* DATASET EXCERPTS:
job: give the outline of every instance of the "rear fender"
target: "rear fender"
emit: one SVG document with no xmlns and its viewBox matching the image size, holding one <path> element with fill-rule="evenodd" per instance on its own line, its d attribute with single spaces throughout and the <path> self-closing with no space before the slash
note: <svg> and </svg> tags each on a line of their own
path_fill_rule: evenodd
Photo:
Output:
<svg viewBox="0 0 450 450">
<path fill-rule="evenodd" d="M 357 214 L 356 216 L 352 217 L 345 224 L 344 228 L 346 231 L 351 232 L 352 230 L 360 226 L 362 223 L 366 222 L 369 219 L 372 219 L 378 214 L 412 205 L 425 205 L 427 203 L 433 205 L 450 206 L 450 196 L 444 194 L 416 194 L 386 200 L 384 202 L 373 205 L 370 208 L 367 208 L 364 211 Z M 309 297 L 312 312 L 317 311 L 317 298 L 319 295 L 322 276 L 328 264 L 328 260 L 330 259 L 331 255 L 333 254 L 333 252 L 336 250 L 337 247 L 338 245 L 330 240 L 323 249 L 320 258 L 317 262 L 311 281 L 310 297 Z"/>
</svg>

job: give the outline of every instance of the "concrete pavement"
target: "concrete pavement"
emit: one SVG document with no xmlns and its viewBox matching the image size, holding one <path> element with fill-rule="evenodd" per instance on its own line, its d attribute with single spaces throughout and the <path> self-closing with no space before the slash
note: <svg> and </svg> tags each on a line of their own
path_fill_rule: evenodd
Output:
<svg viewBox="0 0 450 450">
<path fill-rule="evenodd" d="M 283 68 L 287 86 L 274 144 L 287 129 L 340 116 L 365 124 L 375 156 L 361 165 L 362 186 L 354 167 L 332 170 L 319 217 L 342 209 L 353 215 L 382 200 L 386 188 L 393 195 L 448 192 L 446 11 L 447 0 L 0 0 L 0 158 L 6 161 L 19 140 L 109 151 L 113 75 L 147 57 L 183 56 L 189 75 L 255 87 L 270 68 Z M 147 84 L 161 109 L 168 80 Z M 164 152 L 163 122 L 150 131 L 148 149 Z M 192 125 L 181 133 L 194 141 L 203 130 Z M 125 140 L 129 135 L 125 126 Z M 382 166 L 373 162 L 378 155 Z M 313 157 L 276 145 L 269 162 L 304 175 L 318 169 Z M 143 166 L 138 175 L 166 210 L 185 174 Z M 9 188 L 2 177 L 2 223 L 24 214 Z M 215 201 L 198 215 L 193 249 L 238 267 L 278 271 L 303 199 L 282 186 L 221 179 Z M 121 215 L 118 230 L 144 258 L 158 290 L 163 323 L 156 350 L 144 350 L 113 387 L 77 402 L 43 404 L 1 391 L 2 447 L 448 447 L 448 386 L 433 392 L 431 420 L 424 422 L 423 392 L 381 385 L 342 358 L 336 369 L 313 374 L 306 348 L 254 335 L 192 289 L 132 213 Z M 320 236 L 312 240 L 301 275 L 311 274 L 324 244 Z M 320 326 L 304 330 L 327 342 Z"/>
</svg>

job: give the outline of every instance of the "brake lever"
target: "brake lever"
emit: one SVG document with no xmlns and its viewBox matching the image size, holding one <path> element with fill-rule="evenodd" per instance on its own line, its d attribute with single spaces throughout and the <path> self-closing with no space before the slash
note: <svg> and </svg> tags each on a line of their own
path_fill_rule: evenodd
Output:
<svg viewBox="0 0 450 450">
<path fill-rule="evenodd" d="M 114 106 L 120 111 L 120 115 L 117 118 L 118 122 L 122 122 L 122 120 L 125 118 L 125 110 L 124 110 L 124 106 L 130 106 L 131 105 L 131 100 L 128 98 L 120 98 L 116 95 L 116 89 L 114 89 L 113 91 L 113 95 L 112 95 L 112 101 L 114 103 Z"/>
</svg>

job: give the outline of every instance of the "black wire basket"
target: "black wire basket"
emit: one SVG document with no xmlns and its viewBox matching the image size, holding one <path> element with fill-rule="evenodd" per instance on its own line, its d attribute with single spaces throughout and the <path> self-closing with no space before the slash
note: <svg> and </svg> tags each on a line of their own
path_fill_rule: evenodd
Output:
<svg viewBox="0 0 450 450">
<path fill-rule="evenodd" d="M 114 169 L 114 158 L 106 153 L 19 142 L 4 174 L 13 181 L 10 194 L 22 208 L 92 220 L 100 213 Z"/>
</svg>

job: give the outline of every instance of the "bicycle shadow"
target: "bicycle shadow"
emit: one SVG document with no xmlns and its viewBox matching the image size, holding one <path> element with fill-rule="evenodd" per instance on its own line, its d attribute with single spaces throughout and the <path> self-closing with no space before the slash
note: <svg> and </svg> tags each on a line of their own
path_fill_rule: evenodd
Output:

* DIRECTIVE: All of the material must be reproduced exactly.

* RESULT:
job: give the outline of every instance of the "rear fender"
target: "rear fender"
emit: one SVG document with no xmlns and its viewBox matching the image size, holding one <path> element with fill-rule="evenodd" per instance on its own line, its d attribute with single spaces throughout and the <path> self-closing with no space before the slash
note: <svg> and </svg> tags each on a line of their own
path_fill_rule: evenodd
Photo:
Output:
<svg viewBox="0 0 450 450">
<path fill-rule="evenodd" d="M 357 214 L 356 216 L 352 217 L 345 224 L 344 228 L 346 231 L 351 232 L 352 230 L 360 226 L 362 223 L 366 222 L 369 219 L 372 219 L 378 214 L 412 205 L 425 205 L 427 203 L 433 205 L 450 206 L 450 196 L 444 194 L 416 194 L 386 200 L 384 202 L 373 205 L 370 208 L 367 208 L 364 211 Z M 309 297 L 312 312 L 317 311 L 317 298 L 319 295 L 322 276 L 328 264 L 328 260 L 330 259 L 331 255 L 333 254 L 333 252 L 336 250 L 337 247 L 338 245 L 330 240 L 323 249 L 320 258 L 317 262 L 311 281 L 310 297 Z"/>
</svg>

job: give the outline of every instance of the "concrete pavement"
target: "concrete pavement"
emit: one SVG document with no xmlns and its viewBox matching the image size, holding one <path> element with fill-rule="evenodd" per instance on its own line, its d attribute with single spaces throughout and the <path> self-closing with no space before the slash
note: <svg> and </svg> tags each on a line of their own
path_fill_rule: evenodd
Output:
<svg viewBox="0 0 450 450">
<path fill-rule="evenodd" d="M 283 68 L 287 86 L 274 144 L 287 129 L 340 116 L 365 124 L 375 156 L 361 165 L 362 186 L 354 167 L 332 170 L 319 217 L 342 209 L 353 215 L 382 200 L 386 188 L 393 195 L 448 192 L 446 11 L 447 0 L 0 0 L 0 158 L 6 161 L 19 140 L 109 151 L 113 75 L 147 57 L 183 56 L 189 75 L 255 87 L 270 68 Z M 147 84 L 161 109 L 168 80 Z M 164 152 L 163 122 L 150 131 L 148 149 Z M 192 125 L 181 133 L 194 141 L 203 130 Z M 125 140 L 129 135 L 125 126 Z M 382 166 L 373 162 L 378 155 Z M 313 157 L 276 145 L 269 162 L 304 175 L 318 169 Z M 143 166 L 138 175 L 166 210 L 185 174 Z M 9 188 L 2 177 L 2 223 L 24 214 Z M 215 201 L 198 215 L 193 249 L 238 267 L 278 271 L 303 199 L 282 186 L 221 179 Z M 121 215 L 118 230 L 144 258 L 158 290 L 163 323 L 156 350 L 144 350 L 113 387 L 77 402 L 43 404 L 1 391 L 2 447 L 448 447 L 448 386 L 433 392 L 431 420 L 424 422 L 423 392 L 381 385 L 342 358 L 336 369 L 313 374 L 306 348 L 254 335 L 192 289 L 132 213 Z M 320 236 L 312 240 L 301 275 L 311 274 L 324 244 Z M 320 326 L 304 330 L 327 342 Z"/>
</svg>

job: give the outline of every instance of the "brake lever"
target: "brake lever"
emit: one SVG document with no xmlns and its viewBox matching the image size, holding one <path> element with fill-rule="evenodd" per instance on its own line, its d attribute with single spaces throughout and the <path> self-closing with no space before the slash
note: <svg> and </svg> tags each on a line of their own
path_fill_rule: evenodd
Output:
<svg viewBox="0 0 450 450">
<path fill-rule="evenodd" d="M 114 106 L 120 111 L 120 115 L 117 118 L 118 122 L 122 122 L 122 120 L 125 118 L 125 110 L 124 110 L 124 106 L 130 106 L 131 105 L 131 100 L 128 98 L 120 98 L 116 95 L 116 89 L 114 89 L 113 91 L 113 95 L 112 95 L 112 101 L 114 103 Z"/>
</svg>

job: give the outline of every instance of the "black wire basket"
target: "black wire basket"
emit: one SVG document with no xmlns and its viewBox matching the image size, holding one <path> element with fill-rule="evenodd" per instance on its own line, its d attribute with single spaces throughout and the <path> self-closing with no space before the slash
note: <svg> and </svg> tags each on a line of their own
path_fill_rule: evenodd
Output:
<svg viewBox="0 0 450 450">
<path fill-rule="evenodd" d="M 114 169 L 114 158 L 106 153 L 19 142 L 4 174 L 13 181 L 10 194 L 22 208 L 92 220 L 100 213 Z"/>
</svg>

job: give the outline of every instance of the "bicycle shadow"
target: "bicycle shadow"
emit: one SVG document with no xmlns and its viewBox matching the image size, holding one <path> element with fill-rule="evenodd" per instance on its own line, its d attribute with single spaces throughout and the <path> self-closing with no space before the slash
note: <svg> and </svg> tags each on a line of their own
path_fill_rule: evenodd
Output:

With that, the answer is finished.